Brief 1: On what date was the agreement described in the article on the Holy See and China signed?

Document section:
====

The Agreement between the Holy See and China: Whence and whither?
Just over a year ago, on September 22, 2018, an Agreement was signed between the Holy See and the People’s Republic of China (PRC). Despite its temporary nature, its importance is such that it has attracted much comment, and it has already become the focus of in-depth study. One recent publication edited by two sinologists at the Università Cattolica del Sacro Cuore in Milan, Agostino Giovagnoli and Elisa Giunipero, offers useful guidance to understand not only the history and nature of the agreement, but also the conditions for it to produce its fruits for the life for the Catholic Church in the PRC.
The volume opens with an illuminating preface by Vatican Secretary of State Cardinal Pietro Parolin on the new “Roman Approach” to the Chinese question. There is also a contribution from Andrea Riccardi who insists on the decisive role of Pope Francis in the resumption of relations between the Holy See and China after several turbulent decades, to the point of his leading them firmly to this first historic result.
The history of Sino-Vatican relations
The longest paper is “The Holy See and China from 1978 to 2018” by Giovagnoli, who analyzes relations from the beginning of the pontificate of Saint John Paul II to the present day. This is a highly detailed study on the subject and on this period. The author recalls the different phases of the dialogue and its crises (the interruptions in 1981, 2000 and 2010) for which he seeks to identify causes and responsibilities on both sides.

====

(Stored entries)
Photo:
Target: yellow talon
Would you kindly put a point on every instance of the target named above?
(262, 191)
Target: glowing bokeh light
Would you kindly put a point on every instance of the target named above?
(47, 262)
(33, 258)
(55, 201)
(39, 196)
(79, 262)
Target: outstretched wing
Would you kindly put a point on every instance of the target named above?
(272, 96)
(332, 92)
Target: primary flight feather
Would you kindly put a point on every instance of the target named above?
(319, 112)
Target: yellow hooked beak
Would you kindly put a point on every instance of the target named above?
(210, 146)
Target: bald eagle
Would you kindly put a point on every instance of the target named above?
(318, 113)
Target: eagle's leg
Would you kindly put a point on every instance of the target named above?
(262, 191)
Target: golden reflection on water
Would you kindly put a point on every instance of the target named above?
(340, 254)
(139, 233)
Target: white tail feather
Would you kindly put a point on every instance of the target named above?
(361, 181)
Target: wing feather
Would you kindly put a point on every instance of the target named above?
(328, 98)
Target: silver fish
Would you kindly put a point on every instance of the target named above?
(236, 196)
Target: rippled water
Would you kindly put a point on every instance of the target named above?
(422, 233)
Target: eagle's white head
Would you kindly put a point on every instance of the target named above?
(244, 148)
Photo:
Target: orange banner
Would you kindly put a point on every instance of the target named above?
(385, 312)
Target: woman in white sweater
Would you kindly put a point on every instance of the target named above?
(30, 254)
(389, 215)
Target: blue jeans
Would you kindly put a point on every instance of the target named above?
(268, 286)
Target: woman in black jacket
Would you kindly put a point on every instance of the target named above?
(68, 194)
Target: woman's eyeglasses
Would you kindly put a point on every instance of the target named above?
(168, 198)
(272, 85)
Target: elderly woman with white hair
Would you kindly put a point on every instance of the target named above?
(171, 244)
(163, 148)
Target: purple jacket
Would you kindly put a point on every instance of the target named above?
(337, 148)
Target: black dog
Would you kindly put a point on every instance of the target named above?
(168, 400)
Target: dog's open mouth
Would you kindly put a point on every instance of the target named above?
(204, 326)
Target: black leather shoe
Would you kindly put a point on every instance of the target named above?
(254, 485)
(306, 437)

====

Brief 2: Please rewrite the stored entries from the line containing "Target: woman's eyeglasses" through the end of the entries, changing "black" to "dark" and leaving everything else unchanged. Return only those lines.

Full response 1: September 22, 2018

Full response 2:
Target: woman's eyeglasses
Would you kindly put a point on every instance of the target named above?
(168, 198)
(272, 85)
Target: elderly woman with white hair
Would you kindly put a point on every instance of the target named above?
(171, 244)
(163, 148)
Target: purple jacket
Would you kindly put a point on every instance of the target named above?
(337, 148)
Target: dark dog
Would you kindly put a point on every instance of the target named above?
(168, 400)
Target: dog's open mouth
Would you kindly put a point on every instance of the target named above?
(204, 326)
Target: dark leather shoe
Would you kindly put a point on every instance of the target named above?
(254, 485)
(306, 437)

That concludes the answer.